**Task brief**
Can you write the next part of the news article on the Pune Municipal Corporation's drive against 81 unregistered hospitals, picking up after its final sentence?

**Provided passage**
PMC cracks whip on 81 illegal hospitals

Published: Oct 22, 2013, 02:01 IST | Niranjan Medhekar

While the civic body has booked owners of these hospitals under the Bombay Nursing Home Act for operating without registration or licence, a section of corporators want the PMC to stall the drive stating that the action is jeopardising the future of doctors working at these medical facilities

In a special drive initiated by the Pune Municipal Corporation’s (PMC) health department, its officials booked 81 city hospitals under the Bombay Nursing Home Act for operating without registration or licences. It has been almost three months since the drive commenced in July. 

‘Stop this Action’: MNS corporators display banners protesting the PMC action against hospitals flouting DC Rules during a civic general body meeting 

Owners of these hospitals were booked for flouting basic infrastructural norms mentioned in the Development Control (DC) Rules, 1987. Officials said this lack of adherence to the norms prevented the owners from registering or seeking licences from the health department.

PMC medical officer of health S T Pardeshi said, “We initiated the drive after a pregnant woman died during treatment at Raj Maternity Home. Our investigation revealed that 81 hospitals, including the maternity home, lacked registration. Hence, after making a panchnama of the medical facilities, we registered cases under the act.”

(Recorded data)
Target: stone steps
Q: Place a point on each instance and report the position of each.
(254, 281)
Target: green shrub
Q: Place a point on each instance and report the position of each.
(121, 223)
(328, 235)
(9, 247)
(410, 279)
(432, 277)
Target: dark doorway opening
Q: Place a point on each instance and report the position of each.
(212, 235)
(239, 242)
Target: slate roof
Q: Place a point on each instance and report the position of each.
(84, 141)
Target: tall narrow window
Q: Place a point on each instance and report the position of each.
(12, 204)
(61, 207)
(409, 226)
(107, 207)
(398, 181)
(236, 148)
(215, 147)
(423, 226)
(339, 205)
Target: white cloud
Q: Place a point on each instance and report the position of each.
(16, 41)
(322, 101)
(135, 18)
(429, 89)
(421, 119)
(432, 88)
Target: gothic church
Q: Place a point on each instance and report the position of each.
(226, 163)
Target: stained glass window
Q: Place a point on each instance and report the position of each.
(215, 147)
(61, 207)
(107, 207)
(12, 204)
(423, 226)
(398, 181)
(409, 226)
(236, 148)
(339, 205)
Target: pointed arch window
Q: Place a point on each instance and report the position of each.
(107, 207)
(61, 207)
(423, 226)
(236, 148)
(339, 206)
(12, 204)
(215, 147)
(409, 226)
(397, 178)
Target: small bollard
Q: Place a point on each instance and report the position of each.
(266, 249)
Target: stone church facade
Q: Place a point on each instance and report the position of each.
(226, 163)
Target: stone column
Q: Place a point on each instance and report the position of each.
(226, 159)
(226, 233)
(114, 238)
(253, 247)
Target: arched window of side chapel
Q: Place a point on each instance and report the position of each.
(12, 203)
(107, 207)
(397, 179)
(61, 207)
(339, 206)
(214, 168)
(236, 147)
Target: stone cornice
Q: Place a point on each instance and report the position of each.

**Response for this exercise**
Commenting on the infrastructural requirements for a medical facility to seek PMC’s approval, Additional City Engineer Vivek Kharwadkar said that as per the DC Rules, every hospital should have at least two staircases for emergency exit.

The other major requirement is that the approach road for a hospital or a nursing home should be at least 15 metres or 12 metres wide, respectively.
“However, most of the hospitals that were booked have flouted these basic infrastructural norms,” Kharwadkar said.

At loggerheads
Surprisingly, a section of the PMC corporators expressed displeasure with the drive initiated by the health department and demanded it be stalled at once. They said the civic body must take a sympathetic approach and think of the future of doctors who work at these hospitals, since action against the facility might ruin their career.

Corporator Avinash Bagwe said, “If the PMC wants to initiate action, the law should be equal for big hospitals as well. The Ruby Hall Clinic in Wanowaire has flouted rules while constructing the hospital building. But still the PMC hasn’t taken any action against its management.”

Seconding Bagwe’s opinion that the PMC has been biased in targeting small and medium-sized hospitals, Corporator Kishor Shinde accused the civic body of colluding with reputed hospitals to put smaller medical facilities out of business.

“The PMC succumbed to the pressure from big hospitals and is now targeting only smaller hospitals. Though the Sahyadri Hospital has an illegal shed on its terrace, the civic body hasn’t taken any action against it till date. What about hospitals like KEM, Dinanath Mangeshkar and Poona Hospitals that don’t have adequate parking space and other facilities? Will the PMC ever take action against them?,” Shinde said.

Refuting the allegations levelled by the corporators about the PMC favouring big hospitals, Pardeshi said the civic body had already collected fines worth Rs 88 lakh from the management of Ruby Hall Clinic for flouting infrastructural norms.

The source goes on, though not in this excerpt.